The SCC is an estimate of the harm to “society” from emitting a ton of carbon dioxide pollution into the atmosphere. It’s important because the metric is used to decide how much to spend on regulations and other policies targeting global warming — policies that can end up costing billions. For example, if the SCC is set at $100 a ton, and a regulation reduces CO2 emissions by one million tons, then an economist might say that social welfare would fall if we spend more than $100 million implementing the regulation.

You might be forgiven for thinking that the SCC is measured in dollars, given that the number is, in fact, preceded by a dollar symbol. Indeed, many people describe it in just this way — as a measure of the “dollar cost” of emitting a ton of CO2 into the atmosphere. But that’s not exactly right. In fact, the units the SCC is almost always expressed in are units of “social welfare.” The relevant dollars are “wellbeing dollars,” not dollars like you have in your wallet. The SCC isn’t directly comparable to the dollars in your wallet, either, which is why most estimates of it can’t be used in cost-benefit analysis.

If you are left scratching your head, you aren’t the only one who is confused.

So, here’s a brief explainer: The SCC is calculated using “integrated assessment models” (IAMs), which are just fancy-sounding models that — beyond looking at weather and climate — incorporate how CO2 impacts the economy and other things people value. The catch is that these models — unlike those used in, say, physics or meteorology — also include a “social welfare function” that converts economic and environmental damages into wellbeing units.

As you can imagine, measuring society’s wellbeing is no easy task, and it turns out there is no agreed-upon method for doing this. Of course, that hasn’t stopped some economists from picking an equation — out of thin air more or less — and claiming they are measuring social welfare.

To understand what’s going on here, it might help to think about another area where a dollar symbol can be misleading: inflation-adjusted dollars. If an economist is measuring spending in 2012, and wants to compare it to spending in 2021, she might adjust the 2012 spending to 2021 dollars. The resulting figure would have a dollar symbol in front of it. But the adjusted value is not expressing units of money. Rather, what’s being reported is a quantity of real goods and services. The monetary value in 2012 has been converted into an equivalent value of real resources, using an index that accounts for changes in the purchasing power of money in different years.

(Labeled region records)
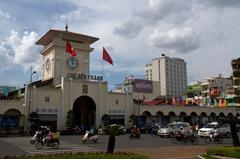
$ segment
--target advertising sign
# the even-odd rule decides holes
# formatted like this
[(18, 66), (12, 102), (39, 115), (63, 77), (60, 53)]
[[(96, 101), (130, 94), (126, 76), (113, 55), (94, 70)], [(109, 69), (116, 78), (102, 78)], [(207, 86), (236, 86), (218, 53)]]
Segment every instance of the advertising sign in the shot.
[(134, 92), (152, 93), (153, 84), (149, 80), (135, 79), (133, 89)]

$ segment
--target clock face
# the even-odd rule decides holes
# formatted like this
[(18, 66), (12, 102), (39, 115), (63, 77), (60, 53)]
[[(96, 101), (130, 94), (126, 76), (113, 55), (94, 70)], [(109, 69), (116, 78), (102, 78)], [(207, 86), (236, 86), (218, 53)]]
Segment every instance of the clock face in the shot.
[(50, 71), (51, 63), (50, 63), (50, 59), (49, 58), (47, 58), (45, 65), (46, 65), (46, 70)]
[(70, 58), (68, 59), (68, 61), (67, 61), (67, 65), (68, 65), (68, 67), (70, 67), (71, 69), (77, 67), (77, 65), (78, 65), (78, 60), (77, 60), (77, 58), (75, 58), (75, 57), (70, 57)]

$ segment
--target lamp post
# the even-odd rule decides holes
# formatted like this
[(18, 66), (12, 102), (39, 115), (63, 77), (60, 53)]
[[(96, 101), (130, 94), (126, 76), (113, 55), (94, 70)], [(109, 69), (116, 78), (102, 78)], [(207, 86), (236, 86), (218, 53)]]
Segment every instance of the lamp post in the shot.
[(29, 87), (29, 98), (28, 98), (28, 117), (29, 117), (29, 115), (30, 115), (30, 108), (31, 108), (31, 102), (32, 102), (32, 91), (31, 91), (31, 88), (30, 87), (32, 87), (31, 85), (32, 85), (32, 76), (35, 74), (35, 73), (37, 73), (36, 71), (33, 71), (33, 68), (31, 67), (30, 68), (30, 83), (29, 83), (29, 85), (28, 85), (28, 87)]

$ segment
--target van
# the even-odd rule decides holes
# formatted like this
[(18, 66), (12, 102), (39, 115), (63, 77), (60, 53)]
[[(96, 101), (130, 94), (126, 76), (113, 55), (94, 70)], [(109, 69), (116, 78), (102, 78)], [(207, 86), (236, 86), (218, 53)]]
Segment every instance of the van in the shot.
[(160, 128), (157, 132), (157, 135), (160, 137), (173, 137), (180, 127), (183, 128), (183, 131), (191, 132), (191, 126), (187, 122), (173, 122), (166, 125), (163, 128)]
[(218, 127), (218, 122), (212, 122), (198, 130), (198, 136), (200, 137), (208, 137), (211, 133), (216, 133), (220, 136), (230, 137), (230, 125), (225, 123)]

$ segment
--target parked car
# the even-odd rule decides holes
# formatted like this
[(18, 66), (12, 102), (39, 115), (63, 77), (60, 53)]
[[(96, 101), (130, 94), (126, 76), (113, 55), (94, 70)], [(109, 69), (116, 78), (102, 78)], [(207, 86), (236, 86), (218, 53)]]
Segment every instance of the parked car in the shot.
[(211, 133), (216, 133), (220, 136), (230, 137), (230, 125), (223, 124), (221, 127), (218, 127), (218, 122), (212, 122), (204, 126), (203, 128), (199, 129), (198, 136), (200, 137), (209, 137)]
[(163, 128), (160, 128), (157, 135), (160, 137), (173, 137), (176, 132), (179, 131), (180, 127), (182, 127), (185, 132), (192, 131), (190, 124), (187, 122), (173, 122)]
[[(117, 124), (111, 124), (110, 126), (114, 126)], [(104, 135), (106, 130), (106, 126), (101, 126), (98, 129), (98, 134), (99, 135)], [(119, 125), (119, 134), (125, 134), (127, 132), (127, 129), (123, 125)]]
[(152, 132), (152, 128), (153, 128), (152, 124), (144, 124), (140, 126), (140, 132), (148, 134)]

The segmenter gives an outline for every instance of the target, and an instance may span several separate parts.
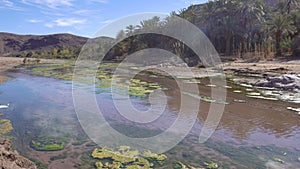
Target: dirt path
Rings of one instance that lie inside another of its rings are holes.
[[[24,58],[16,57],[0,57],[0,73],[10,69],[14,66],[23,64]],[[36,61],[35,58],[28,58],[29,63]],[[55,60],[55,59],[40,59],[40,63],[64,63],[64,60]],[[8,80],[7,77],[0,75],[0,84]]]

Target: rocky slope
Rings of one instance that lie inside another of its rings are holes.
[[[11,149],[11,142],[0,138],[0,169],[37,169],[30,160]]]
[[[81,48],[87,38],[71,34],[16,35],[0,32],[0,56],[26,51],[47,51],[53,49]]]

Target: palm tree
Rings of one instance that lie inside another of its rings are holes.
[[[131,35],[134,33],[134,30],[135,30],[135,26],[133,26],[133,25],[128,25],[128,26],[126,27],[125,32],[126,32],[126,34],[127,34],[128,36],[131,36]]]
[[[255,23],[263,23],[266,13],[266,6],[261,0],[236,1],[237,18],[240,18],[241,34],[241,57],[246,52],[247,41],[251,41],[254,35]]]
[[[267,30],[275,36],[276,56],[281,56],[280,42],[283,35],[293,34],[296,32],[296,27],[293,25],[293,20],[290,15],[273,14],[266,22]]]

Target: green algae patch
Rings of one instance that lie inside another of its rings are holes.
[[[194,167],[191,165],[186,165],[183,164],[182,162],[178,161],[173,165],[174,169],[205,169],[205,168],[201,168],[201,167]]]
[[[14,128],[12,127],[11,121],[7,119],[0,119],[0,134],[7,134]]]
[[[130,150],[129,146],[120,146],[117,151],[110,151],[105,148],[96,148],[92,157],[97,159],[95,166],[100,168],[154,168],[160,166],[167,159],[164,154],[155,154],[150,151],[140,153],[137,150]]]
[[[38,136],[31,140],[30,146],[37,151],[59,151],[63,150],[67,139],[54,136]]]

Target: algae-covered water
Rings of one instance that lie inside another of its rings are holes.
[[[1,109],[1,113],[12,122],[14,130],[8,136],[14,148],[35,160],[40,168],[96,167],[91,157],[96,146],[78,122],[71,81],[33,75],[25,69],[8,72],[6,76],[11,79],[0,84],[0,104],[10,104],[8,109]],[[152,125],[133,125],[117,116],[109,90],[100,88],[96,98],[104,110],[109,110],[104,113],[115,129],[126,131],[131,137],[150,137],[167,129],[176,119],[180,105],[178,87],[174,80],[153,74],[138,78],[166,88],[167,109],[162,119]],[[191,83],[184,80],[186,85]],[[165,152],[167,159],[155,167],[300,168],[300,115],[287,109],[298,108],[298,104],[248,97],[247,92],[257,91],[228,83],[221,122],[212,137],[200,144],[198,135],[212,102],[209,93],[213,86],[208,79],[199,79],[199,82],[200,95],[207,98],[201,102],[193,129],[177,146]],[[143,97],[132,99],[139,109],[149,106]]]

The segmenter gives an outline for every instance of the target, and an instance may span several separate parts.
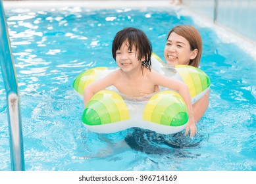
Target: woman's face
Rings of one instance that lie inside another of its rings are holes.
[[[188,64],[195,58],[197,49],[190,50],[188,41],[184,37],[172,32],[165,47],[165,58],[168,65]]]

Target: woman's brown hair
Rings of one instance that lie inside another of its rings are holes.
[[[196,57],[194,59],[190,60],[188,64],[198,68],[203,50],[202,39],[199,32],[193,26],[180,25],[176,26],[169,32],[167,39],[172,32],[174,32],[186,38],[190,43],[191,51],[193,51],[195,49],[197,49]]]

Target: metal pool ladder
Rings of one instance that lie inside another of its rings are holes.
[[[2,0],[0,0],[0,63],[7,101],[12,170],[25,170],[20,97]]]

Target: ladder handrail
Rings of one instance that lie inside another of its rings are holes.
[[[7,94],[12,170],[25,170],[20,97],[2,0],[0,0],[0,64]]]

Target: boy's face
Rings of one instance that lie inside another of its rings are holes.
[[[116,51],[117,65],[124,72],[141,70],[141,62],[138,60],[138,53],[134,45],[130,50],[127,41],[124,42],[120,49]]]

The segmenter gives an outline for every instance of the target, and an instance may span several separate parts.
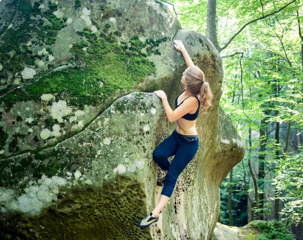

* [DIRECTIVES]
a – According to the text on the social cost of carbon, what do integrated assessment models include that models used in physics or meteorology do not?
b – Reproduce the passage of the text on the social cost of carbon that begins at the words "So, here’s a" and stops after "into wellbeing units.", substituting "complicated-sounding" for "fancy-sounding".

* [SOLUTIONS TO THE PROBLEMS]
a – They include a "social welfare function" that converts economic and environmental damages into wellbeing units.

b –
So, here’s a brief explainer: The SCC is calculated using “integrated assessment models” (IAMs), which are just complicated-sounding models that — beyond looking at weather and climate — incorporate how CO2 impacts the economy and other things people value. The catch is that these models — unlike those used in, say, physics or meteorology — also include a “social welfare function” that converts economic and environmental damages into wellbeing units.